(The request) Present every entry below as a numbered list, leaving out any blank lines.

* * * * * * *

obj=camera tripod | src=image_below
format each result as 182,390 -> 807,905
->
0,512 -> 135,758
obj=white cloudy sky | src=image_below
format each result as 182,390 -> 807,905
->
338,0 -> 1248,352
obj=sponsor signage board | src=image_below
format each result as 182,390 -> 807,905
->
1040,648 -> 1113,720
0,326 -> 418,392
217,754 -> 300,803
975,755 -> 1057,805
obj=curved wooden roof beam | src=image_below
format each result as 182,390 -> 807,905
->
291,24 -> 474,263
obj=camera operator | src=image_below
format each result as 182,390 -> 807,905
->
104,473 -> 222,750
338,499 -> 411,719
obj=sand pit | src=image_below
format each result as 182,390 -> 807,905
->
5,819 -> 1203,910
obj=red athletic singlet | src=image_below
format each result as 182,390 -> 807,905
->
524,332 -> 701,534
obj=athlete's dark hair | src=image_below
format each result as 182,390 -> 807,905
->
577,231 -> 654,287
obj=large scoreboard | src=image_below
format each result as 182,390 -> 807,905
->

* * * * * * *

(Solution)
1. obj=camera tripod | src=image_below
2. format each result as 182,390 -> 807,905
3. ->
4. 0,512 -> 135,758
5. obj=white cloudy sky | src=image_below
6. format each result as 182,390 -> 807,905
7. ->
8. 338,0 -> 1248,352
9. obj=sponsor signage board | src=image_below
10. format each result as 182,390 -> 807,905
11. ->
12. 1040,648 -> 1113,720
13. 0,326 -> 418,392
14. 217,754 -> 300,803
15. 975,755 -> 1057,805
16. obj=curved wooden roof beam | src=image_below
17. format each result as 182,390 -> 807,905
18. ->
19. 291,24 -> 474,263
20. obj=camera operator | src=image_below
21. format each result as 182,390 -> 807,905
22. ->
23. 104,473 -> 222,750
24. 338,499 -> 411,719
25. obj=sand pit | src=image_below
26. format each result as 182,390 -> 807,905
27. ->
28. 5,819 -> 1203,910
29. obj=red athletic singlet | src=image_below
30. format each result as 182,390 -> 807,905
31. ->
32. 524,332 -> 701,534
33. obj=athlete's dark hair | src=image_below
34. format each result as 182,390 -> 807,905
35. ->
36. 577,231 -> 654,287
37. obj=large scoreboard | src=image_below
38. format each result as 182,390 -> 807,905
39. ->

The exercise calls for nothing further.